(Records from a collection)
·····

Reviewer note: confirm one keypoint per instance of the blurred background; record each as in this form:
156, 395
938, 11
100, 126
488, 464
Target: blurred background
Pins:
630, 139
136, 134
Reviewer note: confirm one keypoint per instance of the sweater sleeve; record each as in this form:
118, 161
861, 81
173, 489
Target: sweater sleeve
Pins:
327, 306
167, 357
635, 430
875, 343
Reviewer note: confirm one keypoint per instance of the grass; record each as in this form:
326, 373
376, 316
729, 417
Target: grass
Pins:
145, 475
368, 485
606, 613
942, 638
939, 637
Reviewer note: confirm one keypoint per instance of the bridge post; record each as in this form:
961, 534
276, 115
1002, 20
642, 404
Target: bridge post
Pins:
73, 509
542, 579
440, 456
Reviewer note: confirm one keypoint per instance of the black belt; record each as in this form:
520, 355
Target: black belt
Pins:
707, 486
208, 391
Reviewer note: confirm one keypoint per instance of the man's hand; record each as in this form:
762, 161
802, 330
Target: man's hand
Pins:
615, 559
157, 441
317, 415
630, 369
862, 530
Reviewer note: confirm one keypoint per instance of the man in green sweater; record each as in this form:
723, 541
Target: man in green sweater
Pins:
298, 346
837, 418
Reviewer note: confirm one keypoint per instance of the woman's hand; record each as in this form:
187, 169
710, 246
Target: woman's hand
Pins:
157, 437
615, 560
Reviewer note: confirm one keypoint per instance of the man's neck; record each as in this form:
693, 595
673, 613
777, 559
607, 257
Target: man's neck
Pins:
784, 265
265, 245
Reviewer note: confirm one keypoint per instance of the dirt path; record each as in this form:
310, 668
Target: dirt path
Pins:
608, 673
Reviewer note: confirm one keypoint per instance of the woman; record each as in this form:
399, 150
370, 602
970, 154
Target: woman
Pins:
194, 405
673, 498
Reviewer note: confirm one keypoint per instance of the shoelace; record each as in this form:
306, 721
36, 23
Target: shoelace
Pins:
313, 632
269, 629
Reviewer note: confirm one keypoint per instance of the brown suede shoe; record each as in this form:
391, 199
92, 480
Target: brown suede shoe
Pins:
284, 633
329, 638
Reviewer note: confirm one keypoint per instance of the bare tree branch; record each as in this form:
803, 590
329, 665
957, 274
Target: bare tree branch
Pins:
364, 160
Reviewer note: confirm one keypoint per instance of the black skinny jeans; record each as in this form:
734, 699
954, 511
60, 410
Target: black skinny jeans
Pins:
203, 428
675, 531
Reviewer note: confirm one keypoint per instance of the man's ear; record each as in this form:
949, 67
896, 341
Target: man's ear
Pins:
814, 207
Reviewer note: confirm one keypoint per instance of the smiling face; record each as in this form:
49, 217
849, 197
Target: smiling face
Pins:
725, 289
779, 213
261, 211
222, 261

·····

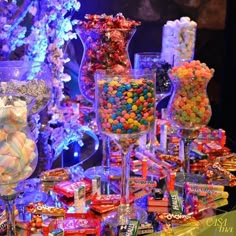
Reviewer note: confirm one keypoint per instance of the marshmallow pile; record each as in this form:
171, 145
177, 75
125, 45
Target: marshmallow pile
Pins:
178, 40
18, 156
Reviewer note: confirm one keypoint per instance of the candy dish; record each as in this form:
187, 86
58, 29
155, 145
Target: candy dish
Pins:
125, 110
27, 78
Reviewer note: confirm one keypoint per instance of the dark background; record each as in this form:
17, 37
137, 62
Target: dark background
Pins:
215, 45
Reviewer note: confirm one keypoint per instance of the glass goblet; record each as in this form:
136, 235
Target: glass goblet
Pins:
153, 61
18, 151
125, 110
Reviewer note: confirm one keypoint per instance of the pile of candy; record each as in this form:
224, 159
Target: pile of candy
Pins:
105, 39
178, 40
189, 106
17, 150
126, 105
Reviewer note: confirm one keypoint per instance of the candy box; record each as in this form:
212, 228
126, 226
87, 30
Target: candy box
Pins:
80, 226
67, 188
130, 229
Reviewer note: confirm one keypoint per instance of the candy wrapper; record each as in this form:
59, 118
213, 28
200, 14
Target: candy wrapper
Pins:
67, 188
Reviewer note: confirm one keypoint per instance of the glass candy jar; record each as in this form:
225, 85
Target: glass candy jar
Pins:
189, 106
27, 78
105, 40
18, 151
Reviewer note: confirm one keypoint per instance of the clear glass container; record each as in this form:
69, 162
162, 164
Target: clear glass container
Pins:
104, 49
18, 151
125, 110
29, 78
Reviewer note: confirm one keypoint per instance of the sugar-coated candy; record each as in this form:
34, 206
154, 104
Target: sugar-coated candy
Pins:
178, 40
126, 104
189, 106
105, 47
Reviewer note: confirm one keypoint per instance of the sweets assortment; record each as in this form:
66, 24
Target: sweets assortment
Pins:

·····

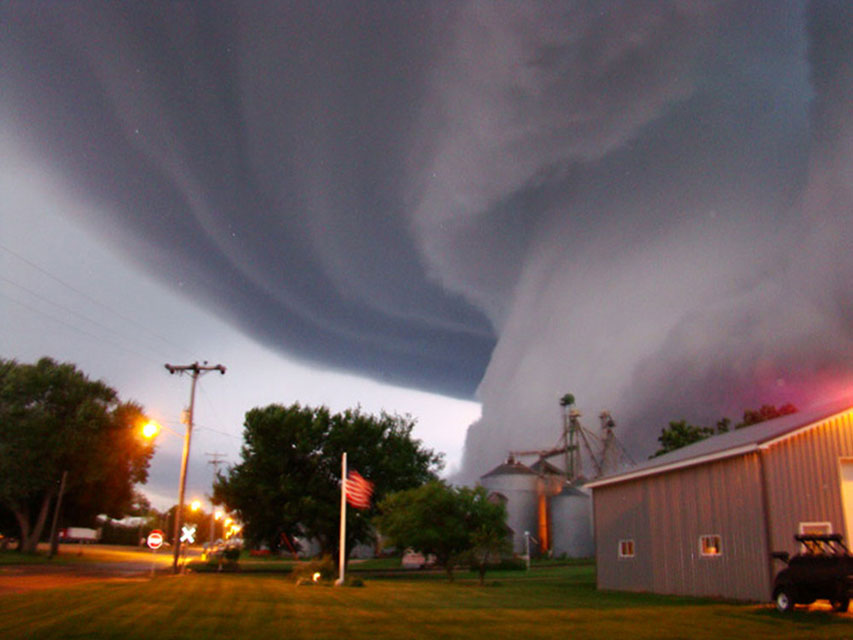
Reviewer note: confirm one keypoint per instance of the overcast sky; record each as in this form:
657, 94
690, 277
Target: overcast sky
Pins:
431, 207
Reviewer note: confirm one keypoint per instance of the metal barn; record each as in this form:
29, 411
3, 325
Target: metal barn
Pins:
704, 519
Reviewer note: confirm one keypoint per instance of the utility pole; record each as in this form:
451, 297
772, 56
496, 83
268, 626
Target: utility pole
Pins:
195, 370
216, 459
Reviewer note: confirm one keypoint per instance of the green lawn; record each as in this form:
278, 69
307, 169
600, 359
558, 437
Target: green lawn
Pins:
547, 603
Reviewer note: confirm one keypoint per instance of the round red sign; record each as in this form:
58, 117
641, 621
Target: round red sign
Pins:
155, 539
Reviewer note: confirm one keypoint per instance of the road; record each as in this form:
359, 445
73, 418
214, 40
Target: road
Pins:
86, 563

·····

What is being asked =>
Go line by line through the data, copying each one that contains the word "assortment".

Expected answer =>
Reviewer note: confirm one keypoint per instance of the sweets assortment; record each as in this form:
Target: sweets assortment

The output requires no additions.